Materials provided =
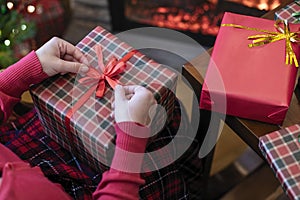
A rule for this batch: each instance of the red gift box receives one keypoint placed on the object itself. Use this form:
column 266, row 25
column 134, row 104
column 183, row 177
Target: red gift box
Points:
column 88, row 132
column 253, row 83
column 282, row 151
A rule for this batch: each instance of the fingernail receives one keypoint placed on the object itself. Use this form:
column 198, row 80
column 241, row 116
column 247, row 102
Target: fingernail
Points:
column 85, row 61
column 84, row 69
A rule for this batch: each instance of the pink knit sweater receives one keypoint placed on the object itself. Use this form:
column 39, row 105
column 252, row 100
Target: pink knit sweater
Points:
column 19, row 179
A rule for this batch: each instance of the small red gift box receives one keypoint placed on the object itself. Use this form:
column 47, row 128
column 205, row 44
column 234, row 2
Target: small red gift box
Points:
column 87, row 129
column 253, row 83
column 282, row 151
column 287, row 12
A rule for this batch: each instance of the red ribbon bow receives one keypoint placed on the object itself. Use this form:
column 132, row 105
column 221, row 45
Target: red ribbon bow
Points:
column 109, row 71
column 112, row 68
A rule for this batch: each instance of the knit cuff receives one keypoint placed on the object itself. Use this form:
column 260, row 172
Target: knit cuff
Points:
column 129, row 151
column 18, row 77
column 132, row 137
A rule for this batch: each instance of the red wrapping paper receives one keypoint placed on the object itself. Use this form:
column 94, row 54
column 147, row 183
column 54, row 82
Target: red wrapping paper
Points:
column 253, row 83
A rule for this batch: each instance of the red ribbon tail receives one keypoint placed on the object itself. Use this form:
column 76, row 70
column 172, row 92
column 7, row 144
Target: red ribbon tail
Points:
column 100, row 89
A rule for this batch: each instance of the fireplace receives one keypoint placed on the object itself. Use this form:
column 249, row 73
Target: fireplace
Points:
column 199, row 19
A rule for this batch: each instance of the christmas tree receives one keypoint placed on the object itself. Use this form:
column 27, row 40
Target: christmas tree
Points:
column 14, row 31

--

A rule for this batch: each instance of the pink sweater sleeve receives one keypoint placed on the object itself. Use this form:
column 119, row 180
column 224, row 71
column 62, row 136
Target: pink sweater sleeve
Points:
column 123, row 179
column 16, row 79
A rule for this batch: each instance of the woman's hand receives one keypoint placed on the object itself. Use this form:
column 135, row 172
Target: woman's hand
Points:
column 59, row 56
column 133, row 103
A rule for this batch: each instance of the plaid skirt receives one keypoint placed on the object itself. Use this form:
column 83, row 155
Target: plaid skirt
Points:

...

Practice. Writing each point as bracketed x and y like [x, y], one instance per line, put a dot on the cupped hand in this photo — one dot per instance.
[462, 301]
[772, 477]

Activity =
Among the entries above, the line containing "A rule for this batch: each instance of the red gift", the line containing "Target: pink knit sweater", and all lines between them are to be restated word for word; nothing else belongs in the reply.

Task response =
A rule for this batch: each instance of the red gift box receives one keypoint placed on the object itself. Use this form:
column 266, row 25
column 134, row 104
column 183, row 177
Target: red gift box
Points:
column 88, row 132
column 253, row 83
column 282, row 151
A rule for this batch: each instance of the fingernail receives one keypoint placed on the object itself. Use this form:
column 198, row 80
column 241, row 116
column 247, row 102
Target: fingernail
Points:
column 85, row 61
column 84, row 69
A rule for this batch: each instance of the pink knit sweater receives one keypoint placed on the object itself. Use this form:
column 39, row 105
column 252, row 100
Target: pink knit sweater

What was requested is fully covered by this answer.